** What to work on **
What you return must match the records exactly.

** Records supplied **
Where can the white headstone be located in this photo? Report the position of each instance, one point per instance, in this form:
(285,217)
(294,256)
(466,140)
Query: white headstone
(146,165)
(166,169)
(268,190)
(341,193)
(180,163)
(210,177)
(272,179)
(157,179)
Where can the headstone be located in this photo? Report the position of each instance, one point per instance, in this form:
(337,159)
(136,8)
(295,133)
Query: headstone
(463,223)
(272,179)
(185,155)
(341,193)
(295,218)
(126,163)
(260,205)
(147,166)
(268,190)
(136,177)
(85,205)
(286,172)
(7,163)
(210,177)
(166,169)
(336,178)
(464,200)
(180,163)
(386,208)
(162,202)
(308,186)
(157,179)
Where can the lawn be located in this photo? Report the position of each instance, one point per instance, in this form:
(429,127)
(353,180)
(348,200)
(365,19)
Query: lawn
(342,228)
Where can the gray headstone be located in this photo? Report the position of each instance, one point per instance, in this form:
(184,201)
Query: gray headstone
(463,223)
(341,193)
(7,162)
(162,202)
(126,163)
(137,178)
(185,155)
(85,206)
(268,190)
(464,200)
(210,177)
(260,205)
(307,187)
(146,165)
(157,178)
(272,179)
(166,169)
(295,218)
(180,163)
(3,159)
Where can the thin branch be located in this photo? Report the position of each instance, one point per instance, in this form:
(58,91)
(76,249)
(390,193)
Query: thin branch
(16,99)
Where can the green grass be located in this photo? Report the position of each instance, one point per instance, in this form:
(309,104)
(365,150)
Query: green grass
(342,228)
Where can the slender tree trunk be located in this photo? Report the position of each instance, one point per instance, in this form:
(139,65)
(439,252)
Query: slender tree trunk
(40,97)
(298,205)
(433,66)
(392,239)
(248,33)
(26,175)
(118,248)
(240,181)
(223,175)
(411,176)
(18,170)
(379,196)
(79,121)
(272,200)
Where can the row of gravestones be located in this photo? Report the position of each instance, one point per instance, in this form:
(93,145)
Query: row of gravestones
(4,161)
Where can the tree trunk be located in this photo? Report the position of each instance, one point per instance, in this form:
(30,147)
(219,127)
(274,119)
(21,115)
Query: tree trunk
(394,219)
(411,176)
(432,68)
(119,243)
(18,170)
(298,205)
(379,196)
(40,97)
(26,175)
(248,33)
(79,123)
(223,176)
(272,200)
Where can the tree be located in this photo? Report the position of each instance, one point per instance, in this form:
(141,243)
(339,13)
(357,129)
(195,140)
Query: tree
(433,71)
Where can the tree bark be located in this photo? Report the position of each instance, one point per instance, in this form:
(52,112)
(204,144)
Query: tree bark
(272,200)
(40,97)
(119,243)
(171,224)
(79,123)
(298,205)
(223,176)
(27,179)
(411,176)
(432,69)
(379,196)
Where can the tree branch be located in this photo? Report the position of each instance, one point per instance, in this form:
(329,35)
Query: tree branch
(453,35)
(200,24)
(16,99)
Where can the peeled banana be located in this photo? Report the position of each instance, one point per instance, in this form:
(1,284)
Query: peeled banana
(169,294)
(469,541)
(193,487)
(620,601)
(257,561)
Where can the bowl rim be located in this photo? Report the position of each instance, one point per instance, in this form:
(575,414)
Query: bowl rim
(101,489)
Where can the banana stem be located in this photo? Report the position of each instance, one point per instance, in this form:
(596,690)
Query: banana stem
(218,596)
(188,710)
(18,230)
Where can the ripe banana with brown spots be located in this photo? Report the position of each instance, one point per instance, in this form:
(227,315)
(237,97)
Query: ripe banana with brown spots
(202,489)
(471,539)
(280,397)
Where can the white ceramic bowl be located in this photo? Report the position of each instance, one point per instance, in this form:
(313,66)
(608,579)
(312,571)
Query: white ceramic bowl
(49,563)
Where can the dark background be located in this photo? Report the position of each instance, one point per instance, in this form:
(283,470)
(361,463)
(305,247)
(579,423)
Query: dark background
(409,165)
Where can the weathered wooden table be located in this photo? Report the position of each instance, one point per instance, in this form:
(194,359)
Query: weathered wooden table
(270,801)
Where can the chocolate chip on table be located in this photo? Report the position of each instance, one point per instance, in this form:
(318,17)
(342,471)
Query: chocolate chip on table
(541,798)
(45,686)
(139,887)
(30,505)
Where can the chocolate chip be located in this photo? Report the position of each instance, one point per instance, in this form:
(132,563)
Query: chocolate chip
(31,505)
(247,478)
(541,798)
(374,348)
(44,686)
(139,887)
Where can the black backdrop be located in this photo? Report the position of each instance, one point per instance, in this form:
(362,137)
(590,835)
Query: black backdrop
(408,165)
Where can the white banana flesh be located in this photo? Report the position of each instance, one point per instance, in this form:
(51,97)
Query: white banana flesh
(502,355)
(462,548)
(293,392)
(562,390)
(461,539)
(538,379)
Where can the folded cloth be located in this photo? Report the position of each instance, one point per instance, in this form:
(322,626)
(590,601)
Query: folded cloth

** Output of the exercise **
Where can the white headstone be located in this photo? Report the position of each instance, one point per instance, in this form:
(285,217)
(294,256)
(466,140)
Query: white headstone
(146,165)
(166,169)
(268,190)
(341,193)
(180,163)
(210,177)
(272,179)
(157,179)
Where can the headstone be located in this photo? Report the position of each instance, one point per instance, in this form:
(337,159)
(136,8)
(295,133)
Query: headstone
(463,223)
(272,179)
(185,155)
(341,193)
(295,218)
(126,163)
(260,205)
(147,166)
(268,190)
(136,177)
(85,205)
(286,172)
(7,163)
(210,177)
(166,169)
(336,178)
(464,200)
(180,163)
(386,208)
(162,202)
(308,186)
(157,179)
Where can the lawn be located in this photo? Report the position of each instance, one point per instance, in this form:
(429,127)
(353,180)
(348,200)
(365,19)
Query: lawn
(342,228)
Where can the gray headstone be located in this photo? Report the position of each instance, one point per instance, in this form:
(184,201)
Query: gray headstone
(463,223)
(341,193)
(7,162)
(162,202)
(126,163)
(137,178)
(185,155)
(85,206)
(268,190)
(464,200)
(210,177)
(260,205)
(307,187)
(146,165)
(157,178)
(272,179)
(166,169)
(295,218)
(180,163)
(3,159)
Where can the thin branch be located in this photo? Report the position of each instance, one point per instance, in this form:
(58,91)
(76,249)
(390,193)
Query: thin branch
(16,99)
Where can the green grass be located in this photo? Report the position of each instance, one point per instance, in this form:
(309,104)
(365,150)
Query: green grass
(342,228)
Where can the slender tree trunk be located in this photo? Report the position of each instance, one point per instance, in this form:
(139,65)
(439,252)
Query: slender tree trunk
(40,97)
(298,205)
(433,66)
(392,239)
(248,33)
(26,175)
(118,248)
(240,181)
(223,175)
(411,176)
(18,170)
(379,196)
(79,121)
(272,200)
Where can the row of gravestones be located in this photo? Report the position of each instance, one point per instance, in this form:
(93,145)
Query: row of gravestones
(4,161)
Where can the tree trunk be located in this photo? Report the position of each instance, one point per instance, in this form:
(30,147)
(219,127)
(274,119)
(21,115)
Query: tree trunk
(394,219)
(411,176)
(432,68)
(119,243)
(18,170)
(298,205)
(379,196)
(40,97)
(26,175)
(248,33)
(79,123)
(223,176)
(272,200)
Where can the tree be located in this photo? Report the position of each instance, one point per instance, in this form:
(141,243)
(339,13)
(357,129)
(195,140)
Query: tree
(433,71)
Where can the tree bark be located in this photo? Report the position of each instance, one point per instance, in this form:
(52,112)
(204,144)
Query: tree bark
(272,200)
(40,97)
(119,243)
(171,224)
(79,123)
(298,205)
(223,176)
(27,179)
(411,176)
(432,69)
(379,196)
Where can the tree branch be located in this photo? Report the position of each instance, one point per instance, in this form:
(329,35)
Query: tree branch
(453,35)
(200,24)
(16,99)
Where can the peeled banana be located in this photo? Report the position of each instance, one point per instance, in this form:
(1,284)
Query: peeled banana
(169,294)
(469,541)
(193,487)
(620,601)
(257,561)
Where can the bowl rim be located in this photo? Report the position of each instance, one point per instance, in this form:
(575,414)
Query: bowl rim
(101,489)
Where can the banana stem be located in this photo? Report the position of each instance, one point per instance, in this form:
(596,690)
Query: banana stem
(218,596)
(188,710)
(18,230)
Where can the ripe banana with brown spots be located in this photo? Report the position of each instance, one point per instance, in this form:
(227,315)
(237,97)
Query: ripe banana with brown spots
(202,489)
(471,539)
(280,397)
Where can the white ceramic bowl be located in this photo? Report the position of each instance, one point per instance, in this form:
(313,66)
(608,579)
(312,571)
Query: white ceramic bowl
(49,563)
Where can the dark background be located in this photo? Report the position of each instance, one point per instance, in this form:
(283,470)
(361,463)
(305,247)
(579,423)
Query: dark background
(409,165)
Where can the weathered wooden table be located in this photo? Report the position of each instance, one point per instance, in this form:
(194,359)
Query: weathered wooden table
(270,801)
Where can the chocolate chip on table be located in this photo? Report the position of each instance, one point per instance, in this form:
(318,17)
(342,471)
Query: chocolate chip on table
(541,798)
(45,686)
(139,887)
(30,505)
Where can the chocolate chip be located in this photo? Report the position of each instance, one point per instance, in this form:
(132,563)
Query: chocolate chip
(31,505)
(247,478)
(541,798)
(374,348)
(44,686)
(139,887)
Where can the black backdrop be located in this photo? Report the position of each instance, one point per instance, in this form:
(362,137)
(590,835)
Query: black backdrop
(408,165)
Where can the white banana flesh be located in this photo? Report the position of each instance, one point per instance, in this form:
(51,97)
Query: white banana flesh
(502,355)
(462,548)
(293,392)
(562,390)
(461,539)
(538,379)
Where can the folded cloth be located in this photo? Report the position of each instance, one point per instance, in this form:
(322,626)
(590,601)
Query: folded cloth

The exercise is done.